Document text:
________________________________________

# Sticky  Bark to School Photo Contest and Giveaway!



## Administrator

Summer has almost ended, and school is officially back in session! You know what that means? It means it's time to show off a First Day pic of your Golden!

*Share a photo (or one that represents) the first day you brought your Golden home!  *

On *September 15, 2022,* we will hold a random drawing from all qualifying pictures posted to select a winner for a $50 Amazon E-Gift card.
The winner will have seven days to reply to our message verifying their email address, or a new winner will be chosen.
Photos must be posted in this thread. 

Thank you for being part of the community! 😊

- Community Management Team


----------



## laurab18293

the first time I held Billie and picked her up from the breeder <3


----------



## CharSid

Sidney


----------



## chelseah

Hallie with my daughter on our car ride home.


----------



## JulieCAinMA

I flew from CA to WA, rented a car and then drove 2-hours north to pick up this beautiful baby boy! This was the 1st snuggle of many more to come.

________________________________________

Given request A:
Could you return, unchanged, every line of the rows from the one that contains "Point on each instance of the white" through the final row, including both?

________________________________________

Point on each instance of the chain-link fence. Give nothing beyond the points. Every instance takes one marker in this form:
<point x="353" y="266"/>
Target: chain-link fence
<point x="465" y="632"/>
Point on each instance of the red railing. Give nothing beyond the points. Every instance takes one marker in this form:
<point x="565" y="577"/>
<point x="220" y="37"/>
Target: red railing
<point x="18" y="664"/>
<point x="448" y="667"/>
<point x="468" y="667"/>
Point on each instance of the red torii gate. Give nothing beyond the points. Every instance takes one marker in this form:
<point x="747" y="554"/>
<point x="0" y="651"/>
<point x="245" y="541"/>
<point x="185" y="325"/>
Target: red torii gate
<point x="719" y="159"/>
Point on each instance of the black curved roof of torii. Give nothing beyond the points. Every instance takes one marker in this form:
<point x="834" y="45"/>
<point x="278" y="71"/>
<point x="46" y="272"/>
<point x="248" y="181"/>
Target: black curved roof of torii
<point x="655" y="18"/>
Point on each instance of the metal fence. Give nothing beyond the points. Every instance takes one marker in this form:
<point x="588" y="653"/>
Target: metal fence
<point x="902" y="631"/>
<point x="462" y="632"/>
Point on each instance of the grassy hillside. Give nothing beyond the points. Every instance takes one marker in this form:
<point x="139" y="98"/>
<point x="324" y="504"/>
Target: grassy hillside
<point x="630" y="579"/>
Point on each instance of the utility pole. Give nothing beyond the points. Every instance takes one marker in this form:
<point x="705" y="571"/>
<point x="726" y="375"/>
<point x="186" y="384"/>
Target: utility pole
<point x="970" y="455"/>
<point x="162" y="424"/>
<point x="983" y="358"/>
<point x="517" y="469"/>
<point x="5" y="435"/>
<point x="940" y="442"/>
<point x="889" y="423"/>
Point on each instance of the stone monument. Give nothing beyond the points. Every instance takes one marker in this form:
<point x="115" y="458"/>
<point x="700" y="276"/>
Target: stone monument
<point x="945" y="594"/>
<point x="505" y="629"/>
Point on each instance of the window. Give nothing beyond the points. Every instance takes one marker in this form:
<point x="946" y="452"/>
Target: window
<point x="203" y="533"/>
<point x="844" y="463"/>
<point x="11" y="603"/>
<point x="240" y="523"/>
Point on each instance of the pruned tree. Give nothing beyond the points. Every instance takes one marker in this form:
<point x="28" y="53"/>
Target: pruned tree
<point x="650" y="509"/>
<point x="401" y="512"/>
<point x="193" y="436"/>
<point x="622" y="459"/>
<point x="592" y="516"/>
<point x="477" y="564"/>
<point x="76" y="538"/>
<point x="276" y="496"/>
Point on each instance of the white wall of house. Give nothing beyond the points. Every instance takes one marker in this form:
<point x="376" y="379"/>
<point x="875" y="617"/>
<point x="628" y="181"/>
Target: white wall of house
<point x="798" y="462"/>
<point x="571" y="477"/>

________________________________________

Given request B:
In the photo contest thread, which usernames posted replies after the administrator's announcement?

Written reply A:
Point on each instance of the white wall of house. Give nothing beyond the points. Every instance takes one marker in this form:
<point x="376" y="379"/>
<point x="875" y="617"/>
<point x="628" y="181"/>
Target: white wall of house
<point x="798" y="462"/>
<point x="571" y="477"/>

Written reply B:
laurab18293, CharSid, chelseah, JulieCAinMA